**Task brief:**
Only the lines from the one containing "Could you provide the mask of every instance of the green" through the end of the material are to be echoed, each exactly as it appears.
[Begin Stored rows]
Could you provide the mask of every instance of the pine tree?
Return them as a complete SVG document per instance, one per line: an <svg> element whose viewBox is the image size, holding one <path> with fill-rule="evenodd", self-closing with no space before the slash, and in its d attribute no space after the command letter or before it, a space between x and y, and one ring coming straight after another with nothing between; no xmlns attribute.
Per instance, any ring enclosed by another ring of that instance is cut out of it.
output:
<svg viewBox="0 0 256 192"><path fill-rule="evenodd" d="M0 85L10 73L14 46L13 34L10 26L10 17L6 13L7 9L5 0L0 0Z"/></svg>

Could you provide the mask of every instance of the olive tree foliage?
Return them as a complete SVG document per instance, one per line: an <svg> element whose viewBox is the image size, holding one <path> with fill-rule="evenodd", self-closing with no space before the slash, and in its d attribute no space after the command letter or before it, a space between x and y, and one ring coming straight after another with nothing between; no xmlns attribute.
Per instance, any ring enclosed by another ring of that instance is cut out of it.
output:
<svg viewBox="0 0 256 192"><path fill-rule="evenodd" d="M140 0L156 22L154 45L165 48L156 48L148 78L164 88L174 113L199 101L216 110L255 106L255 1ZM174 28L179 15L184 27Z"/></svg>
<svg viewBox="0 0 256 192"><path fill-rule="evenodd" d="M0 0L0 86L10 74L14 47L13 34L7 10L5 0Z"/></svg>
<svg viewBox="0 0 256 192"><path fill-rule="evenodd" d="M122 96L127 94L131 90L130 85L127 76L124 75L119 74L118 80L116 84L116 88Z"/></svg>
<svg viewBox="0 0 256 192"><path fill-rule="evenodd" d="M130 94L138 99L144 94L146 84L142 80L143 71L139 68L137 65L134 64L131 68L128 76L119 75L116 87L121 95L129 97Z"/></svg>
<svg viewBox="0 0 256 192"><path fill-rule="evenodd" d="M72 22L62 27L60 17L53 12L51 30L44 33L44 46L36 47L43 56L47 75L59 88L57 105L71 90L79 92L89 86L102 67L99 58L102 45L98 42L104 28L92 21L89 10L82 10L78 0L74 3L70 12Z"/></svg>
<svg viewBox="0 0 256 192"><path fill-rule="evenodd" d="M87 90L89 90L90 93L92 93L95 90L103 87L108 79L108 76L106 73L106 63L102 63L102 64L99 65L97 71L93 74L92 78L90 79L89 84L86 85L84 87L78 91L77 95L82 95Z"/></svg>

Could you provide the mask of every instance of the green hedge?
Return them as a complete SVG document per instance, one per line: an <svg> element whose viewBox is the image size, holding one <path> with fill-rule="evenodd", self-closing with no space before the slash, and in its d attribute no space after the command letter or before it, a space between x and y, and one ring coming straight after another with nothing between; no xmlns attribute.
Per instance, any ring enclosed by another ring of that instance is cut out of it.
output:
[End Stored rows]
**Solution to this exercise:**
Could you provide the mask of every instance of the green hedge?
Return them as a complete SVG document per instance, one per line: an <svg> element whose viewBox is the image size, holding one <path> with fill-rule="evenodd", self-closing with no space before the slash, and in its d attribute no space after the command letter or before it, a space between x and y, and one ring coming straight after another with nothing between; no xmlns attribute.
Per instance, any ring enclosed by another ring of that instance is cut out of it.
output:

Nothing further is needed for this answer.